_Problem details_. Reproduce the entries from the first line through the line containing "846,294,929,418", inclusive, changing "perception module" to "vision system" and leaving everything else unaltered.

[BEGIN Entries supplied]

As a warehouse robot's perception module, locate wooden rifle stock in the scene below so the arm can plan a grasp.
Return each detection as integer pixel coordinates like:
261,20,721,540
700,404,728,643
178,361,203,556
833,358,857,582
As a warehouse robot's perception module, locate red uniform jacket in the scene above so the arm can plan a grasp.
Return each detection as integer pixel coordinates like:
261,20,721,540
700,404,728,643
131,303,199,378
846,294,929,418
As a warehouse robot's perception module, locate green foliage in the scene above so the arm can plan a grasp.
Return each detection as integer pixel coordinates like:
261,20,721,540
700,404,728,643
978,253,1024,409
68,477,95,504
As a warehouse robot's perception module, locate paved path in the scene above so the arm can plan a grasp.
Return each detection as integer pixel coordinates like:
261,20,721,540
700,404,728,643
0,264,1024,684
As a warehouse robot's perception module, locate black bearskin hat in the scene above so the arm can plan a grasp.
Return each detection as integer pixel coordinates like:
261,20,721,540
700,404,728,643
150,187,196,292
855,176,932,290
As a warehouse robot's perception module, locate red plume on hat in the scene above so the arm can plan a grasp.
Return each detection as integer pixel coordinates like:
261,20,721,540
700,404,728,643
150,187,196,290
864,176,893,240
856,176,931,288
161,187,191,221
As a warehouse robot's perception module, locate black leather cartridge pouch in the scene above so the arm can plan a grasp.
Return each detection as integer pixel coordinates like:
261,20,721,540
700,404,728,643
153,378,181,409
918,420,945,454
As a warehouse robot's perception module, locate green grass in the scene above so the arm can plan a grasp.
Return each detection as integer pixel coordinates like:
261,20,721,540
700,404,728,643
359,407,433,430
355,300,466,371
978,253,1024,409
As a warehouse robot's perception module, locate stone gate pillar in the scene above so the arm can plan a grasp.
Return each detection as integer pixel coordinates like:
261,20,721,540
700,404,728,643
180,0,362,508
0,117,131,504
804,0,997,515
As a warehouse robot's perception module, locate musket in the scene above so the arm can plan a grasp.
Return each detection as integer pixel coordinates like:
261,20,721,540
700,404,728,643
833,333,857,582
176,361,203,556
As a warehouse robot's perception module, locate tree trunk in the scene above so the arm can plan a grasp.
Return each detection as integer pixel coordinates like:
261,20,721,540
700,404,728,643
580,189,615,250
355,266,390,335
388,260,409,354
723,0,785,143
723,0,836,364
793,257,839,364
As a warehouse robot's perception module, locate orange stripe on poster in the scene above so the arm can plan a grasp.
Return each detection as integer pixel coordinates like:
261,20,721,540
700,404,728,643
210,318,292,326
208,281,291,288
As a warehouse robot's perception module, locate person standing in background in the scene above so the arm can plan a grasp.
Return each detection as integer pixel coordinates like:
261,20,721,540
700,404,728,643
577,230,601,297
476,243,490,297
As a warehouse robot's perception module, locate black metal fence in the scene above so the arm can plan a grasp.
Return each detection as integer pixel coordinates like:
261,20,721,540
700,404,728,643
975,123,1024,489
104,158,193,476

[END Entries supplied]

_Exercise answer_.
As a warehouse robot's vision system, locate wooden rifle stock in the scene below so the arm can plan a grasp.
Return each detection as integer pixel coordinates like:
261,20,721,540
700,404,728,643
178,361,203,556
833,358,857,582
As a warehouse robot's vision system, locate red uniform jacket in the scene above so the arm can plan a grasp.
Return each detection as integer pixel coordinates like:
261,20,721,540
700,404,728,643
131,303,199,378
846,294,929,418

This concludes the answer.